### Input ###
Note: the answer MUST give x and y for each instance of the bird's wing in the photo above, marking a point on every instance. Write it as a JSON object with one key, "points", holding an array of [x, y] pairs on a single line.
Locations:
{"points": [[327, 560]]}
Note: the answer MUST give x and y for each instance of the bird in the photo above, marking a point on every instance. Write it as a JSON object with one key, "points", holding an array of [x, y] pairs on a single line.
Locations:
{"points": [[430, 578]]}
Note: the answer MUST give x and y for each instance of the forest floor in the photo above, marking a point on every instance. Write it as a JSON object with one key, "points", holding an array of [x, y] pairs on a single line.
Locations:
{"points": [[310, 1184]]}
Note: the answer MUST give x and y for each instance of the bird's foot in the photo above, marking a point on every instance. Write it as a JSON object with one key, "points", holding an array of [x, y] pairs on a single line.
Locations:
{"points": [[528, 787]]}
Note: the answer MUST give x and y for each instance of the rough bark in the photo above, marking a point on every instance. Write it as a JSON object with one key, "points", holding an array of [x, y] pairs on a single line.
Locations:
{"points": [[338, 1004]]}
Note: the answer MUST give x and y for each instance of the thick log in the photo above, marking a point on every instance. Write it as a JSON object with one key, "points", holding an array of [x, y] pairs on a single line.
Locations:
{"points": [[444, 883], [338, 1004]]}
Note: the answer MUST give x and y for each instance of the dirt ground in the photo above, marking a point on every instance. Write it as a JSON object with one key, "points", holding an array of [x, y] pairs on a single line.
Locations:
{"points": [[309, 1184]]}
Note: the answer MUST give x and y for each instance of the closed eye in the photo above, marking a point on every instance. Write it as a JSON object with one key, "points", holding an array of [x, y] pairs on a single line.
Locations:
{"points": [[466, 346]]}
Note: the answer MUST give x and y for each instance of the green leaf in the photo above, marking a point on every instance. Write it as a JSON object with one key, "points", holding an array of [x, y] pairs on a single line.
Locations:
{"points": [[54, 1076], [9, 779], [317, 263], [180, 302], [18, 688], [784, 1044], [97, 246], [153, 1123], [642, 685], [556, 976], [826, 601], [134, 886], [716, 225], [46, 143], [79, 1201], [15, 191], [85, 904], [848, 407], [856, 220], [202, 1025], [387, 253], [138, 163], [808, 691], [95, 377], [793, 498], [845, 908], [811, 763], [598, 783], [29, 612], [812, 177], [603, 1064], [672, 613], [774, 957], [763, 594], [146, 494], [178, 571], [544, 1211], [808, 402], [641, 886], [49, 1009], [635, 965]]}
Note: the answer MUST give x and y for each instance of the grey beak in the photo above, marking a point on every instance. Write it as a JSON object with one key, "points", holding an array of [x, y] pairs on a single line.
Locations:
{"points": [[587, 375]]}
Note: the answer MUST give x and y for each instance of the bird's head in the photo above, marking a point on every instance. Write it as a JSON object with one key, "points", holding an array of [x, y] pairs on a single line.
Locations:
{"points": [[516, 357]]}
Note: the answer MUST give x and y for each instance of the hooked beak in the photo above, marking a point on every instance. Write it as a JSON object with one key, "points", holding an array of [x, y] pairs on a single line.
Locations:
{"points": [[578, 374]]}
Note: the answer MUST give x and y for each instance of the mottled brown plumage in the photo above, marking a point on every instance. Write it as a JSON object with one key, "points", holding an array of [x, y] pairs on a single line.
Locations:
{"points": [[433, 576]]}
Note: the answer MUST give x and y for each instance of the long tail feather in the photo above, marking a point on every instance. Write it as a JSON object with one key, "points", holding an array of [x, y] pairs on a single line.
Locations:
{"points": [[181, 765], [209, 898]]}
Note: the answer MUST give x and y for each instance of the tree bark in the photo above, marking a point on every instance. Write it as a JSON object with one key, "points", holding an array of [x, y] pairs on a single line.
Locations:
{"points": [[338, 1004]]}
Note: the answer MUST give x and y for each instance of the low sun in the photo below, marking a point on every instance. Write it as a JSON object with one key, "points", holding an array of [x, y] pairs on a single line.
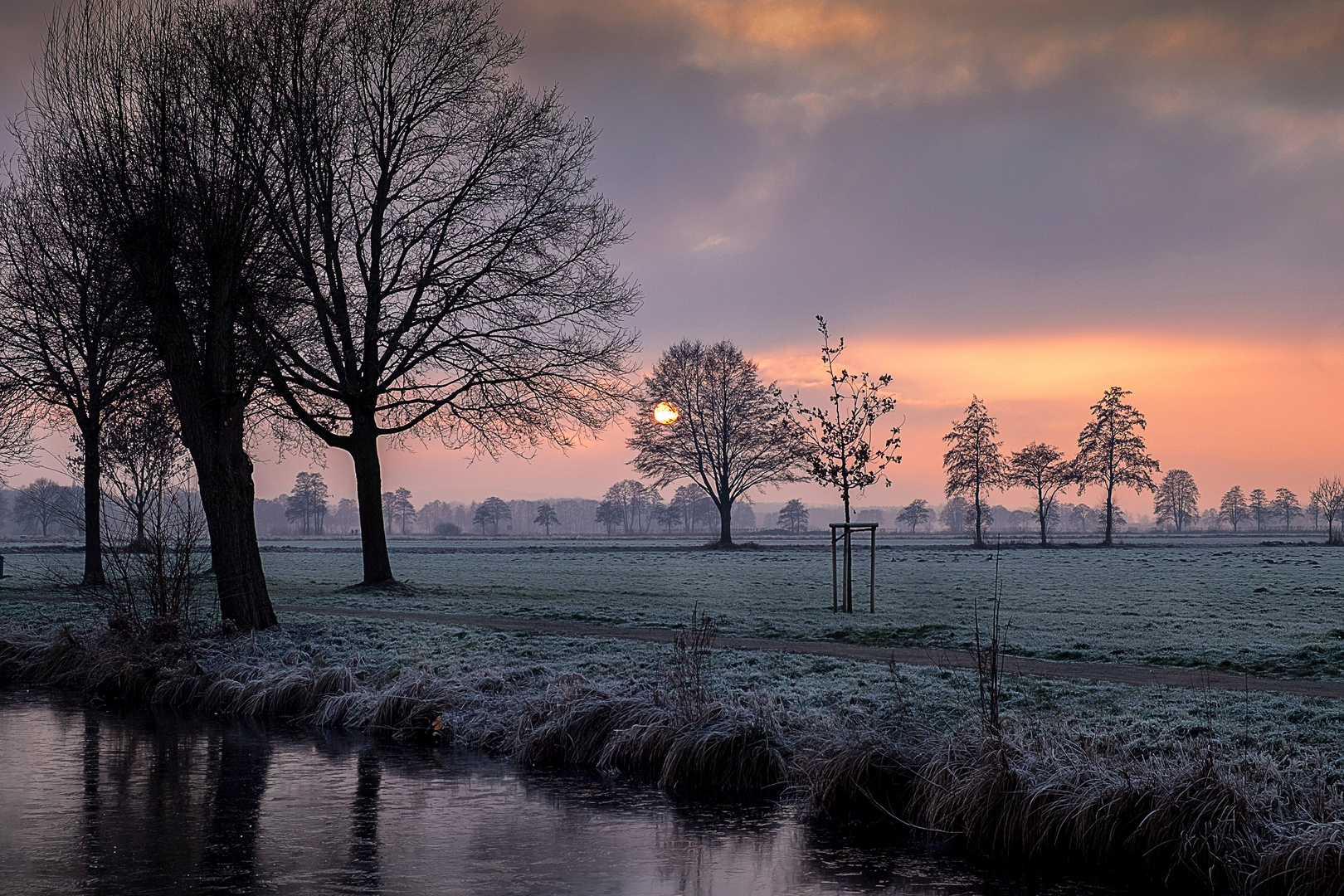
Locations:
{"points": [[665, 412]]}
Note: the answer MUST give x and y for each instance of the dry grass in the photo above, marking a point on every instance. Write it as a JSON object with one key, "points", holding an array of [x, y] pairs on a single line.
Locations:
{"points": [[1191, 817]]}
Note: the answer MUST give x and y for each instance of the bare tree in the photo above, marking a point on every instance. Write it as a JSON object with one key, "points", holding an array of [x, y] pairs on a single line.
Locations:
{"points": [[1329, 497], [841, 453], [1043, 469], [1176, 499], [143, 455], [1112, 451], [149, 116], [66, 323], [734, 433], [793, 516], [1287, 505], [916, 514], [448, 241], [546, 518], [1259, 508], [973, 462], [1233, 507]]}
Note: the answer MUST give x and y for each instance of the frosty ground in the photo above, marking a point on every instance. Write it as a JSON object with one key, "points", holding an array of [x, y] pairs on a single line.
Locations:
{"points": [[1273, 610]]}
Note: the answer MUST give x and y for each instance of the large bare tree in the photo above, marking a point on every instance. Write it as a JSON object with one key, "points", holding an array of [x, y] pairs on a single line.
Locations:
{"points": [[149, 112], [973, 462], [1043, 469], [66, 321], [734, 433], [1112, 451], [449, 245]]}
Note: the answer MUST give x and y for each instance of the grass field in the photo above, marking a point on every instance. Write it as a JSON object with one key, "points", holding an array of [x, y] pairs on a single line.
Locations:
{"points": [[1266, 610]]}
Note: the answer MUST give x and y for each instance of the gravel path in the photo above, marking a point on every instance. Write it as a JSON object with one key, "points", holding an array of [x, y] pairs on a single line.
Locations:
{"points": [[1116, 672]]}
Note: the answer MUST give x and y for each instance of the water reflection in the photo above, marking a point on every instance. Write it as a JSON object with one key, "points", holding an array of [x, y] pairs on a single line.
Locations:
{"points": [[97, 802]]}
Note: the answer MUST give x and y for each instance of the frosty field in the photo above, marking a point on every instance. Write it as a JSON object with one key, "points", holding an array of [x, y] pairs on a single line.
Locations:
{"points": [[1214, 603]]}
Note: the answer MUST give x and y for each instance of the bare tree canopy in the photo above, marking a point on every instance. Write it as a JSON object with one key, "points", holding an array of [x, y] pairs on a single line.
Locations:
{"points": [[973, 462], [1043, 469], [66, 320], [449, 246], [840, 450], [1176, 499], [151, 112], [1112, 451], [734, 431]]}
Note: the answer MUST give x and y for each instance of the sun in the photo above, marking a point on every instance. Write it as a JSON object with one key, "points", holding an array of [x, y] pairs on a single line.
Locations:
{"points": [[665, 412]]}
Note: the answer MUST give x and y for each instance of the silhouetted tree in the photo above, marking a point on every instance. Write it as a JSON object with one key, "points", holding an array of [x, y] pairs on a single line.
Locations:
{"points": [[611, 514], [1259, 508], [1112, 451], [972, 462], [43, 503], [450, 247], [308, 503], [1176, 499], [147, 114], [734, 433], [143, 455], [1285, 504], [953, 514], [1329, 497], [916, 514], [793, 516], [546, 518], [1233, 507], [840, 450], [1043, 469], [491, 512]]}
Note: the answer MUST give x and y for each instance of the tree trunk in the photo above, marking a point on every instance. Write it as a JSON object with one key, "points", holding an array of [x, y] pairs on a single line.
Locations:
{"points": [[93, 575], [368, 490], [226, 496], [726, 524]]}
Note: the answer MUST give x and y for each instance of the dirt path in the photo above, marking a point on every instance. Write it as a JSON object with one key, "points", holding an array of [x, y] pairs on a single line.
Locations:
{"points": [[1116, 672]]}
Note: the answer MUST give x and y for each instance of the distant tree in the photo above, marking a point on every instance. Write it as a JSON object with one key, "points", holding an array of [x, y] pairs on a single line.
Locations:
{"points": [[1259, 508], [1231, 509], [611, 514], [546, 518], [1329, 496], [398, 509], [953, 514], [1285, 505], [916, 514], [66, 332], [793, 516], [734, 431], [1043, 469], [491, 512], [1176, 499], [452, 250], [43, 503], [972, 462], [1112, 451], [307, 503], [141, 455], [667, 516], [840, 451]]}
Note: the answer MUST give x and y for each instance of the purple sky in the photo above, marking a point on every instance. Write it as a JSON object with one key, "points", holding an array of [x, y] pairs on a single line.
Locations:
{"points": [[1030, 201]]}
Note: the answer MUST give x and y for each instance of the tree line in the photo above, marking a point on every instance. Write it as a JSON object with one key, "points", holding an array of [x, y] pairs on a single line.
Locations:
{"points": [[331, 223]]}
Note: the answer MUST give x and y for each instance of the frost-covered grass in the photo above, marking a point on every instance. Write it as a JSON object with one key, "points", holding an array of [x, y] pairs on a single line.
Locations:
{"points": [[1265, 610]]}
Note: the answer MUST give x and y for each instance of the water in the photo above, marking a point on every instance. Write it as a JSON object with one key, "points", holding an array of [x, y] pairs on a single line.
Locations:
{"points": [[100, 802]]}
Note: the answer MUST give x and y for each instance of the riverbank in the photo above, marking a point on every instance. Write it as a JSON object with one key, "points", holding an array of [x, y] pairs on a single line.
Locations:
{"points": [[1187, 801]]}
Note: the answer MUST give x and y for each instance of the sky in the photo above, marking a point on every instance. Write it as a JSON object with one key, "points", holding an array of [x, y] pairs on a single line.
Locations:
{"points": [[1029, 201]]}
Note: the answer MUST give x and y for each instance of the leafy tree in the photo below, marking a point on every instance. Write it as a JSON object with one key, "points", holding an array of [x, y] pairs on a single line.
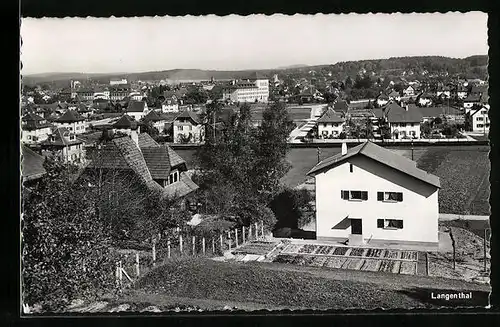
###
> Stated exercise
Show each line from the entries above that contains the string "foot". Case counts.

> Task output
Note: the answer MUST give x and y for each instance of the bird's foot in the photo above, marking a point on every instance. Write it as a JSON object with one key, "points", holding an array of [x, y] pairs on a single line.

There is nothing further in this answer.